*WRITTEN INSTRUCTION*: Decide whether each statement agrees with the letter on Evelyn Waugh. Answer yes or no, and quote the letter's deciding words. 1. The writer of the letter finds Noel Annan's claim about Waugh surprising. 2. Nigel Lawson is quoted as saying he is a great believer in progress. 3. Graham Greene is named as a poet.
-- Start TEXT EXCERPT --
SIR: Noel Annan’s assertion that Evelyn Waugh’s ‘Augustinianism’ made him ‘a deviant’ (LRB, 20 June) is very surprising. The views he attributes to Waugh – that ‘men’ can’t ‘change things for the better’ and that ‘progressives, reformers, liberals and socialists’ are misguided and probably harmful – are surely close to those of most 20th-century English writers who have been celebrated as of high literary stature. In 1916 T.E. Hulme endorsed the ‘system of ideas you find in Sorel, the classical, pessimistic, or, as its opponents would have it, the reactionary ideology’, embracing ‘the conviction that man is by nature bad or limited, and can consequently only accomplish anything of value by disciplines, ethical, heroic or political. In other words, it believes in Original Sin’ (and making the trains run on time).
This outlook is explicit or implicit in most English Modernist writing, running through to ‘theatre of the absurd’. Novelists like Graham Greene, Angus Wilson, Iris Murdoch and Anthony Burgess also return repeatedly to the issue, often tending towards the ‘Augustinian’ view. Nigel Lawson even derives the idea from Shakespeare: ‘Shakespeare was a Tory, without any doubt … I am not a great believer in progress … man’s nature doesn’t change. The same problems are there in different forms’ (and he means to keep it that way).
-- End TEXT EXCERPT --
-- Start MATERIAL SUPPLIED --
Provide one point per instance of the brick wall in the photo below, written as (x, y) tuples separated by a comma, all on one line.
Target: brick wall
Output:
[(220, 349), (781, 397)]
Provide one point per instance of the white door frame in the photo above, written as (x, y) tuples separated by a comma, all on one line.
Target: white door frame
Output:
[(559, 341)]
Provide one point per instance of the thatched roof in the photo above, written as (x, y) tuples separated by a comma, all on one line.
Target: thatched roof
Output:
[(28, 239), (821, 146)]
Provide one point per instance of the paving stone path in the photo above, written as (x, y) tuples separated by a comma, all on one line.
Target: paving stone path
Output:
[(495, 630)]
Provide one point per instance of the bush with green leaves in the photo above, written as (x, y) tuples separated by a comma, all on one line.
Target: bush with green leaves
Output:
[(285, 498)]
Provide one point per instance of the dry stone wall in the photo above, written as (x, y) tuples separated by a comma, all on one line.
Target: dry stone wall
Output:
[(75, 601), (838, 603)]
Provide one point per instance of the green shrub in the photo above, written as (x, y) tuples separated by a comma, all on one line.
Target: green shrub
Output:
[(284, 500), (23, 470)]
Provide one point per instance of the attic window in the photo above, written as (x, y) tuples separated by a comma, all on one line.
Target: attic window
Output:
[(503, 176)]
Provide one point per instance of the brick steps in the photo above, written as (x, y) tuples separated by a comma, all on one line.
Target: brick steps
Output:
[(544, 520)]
-- End MATERIAL SUPPLIED --
*RESPONSE TO THE EXERCISE*:
1. Yes: "is very surprising".
2. No: "I am not a great believer in progress".
3. No: "Novelists like Graham Greene".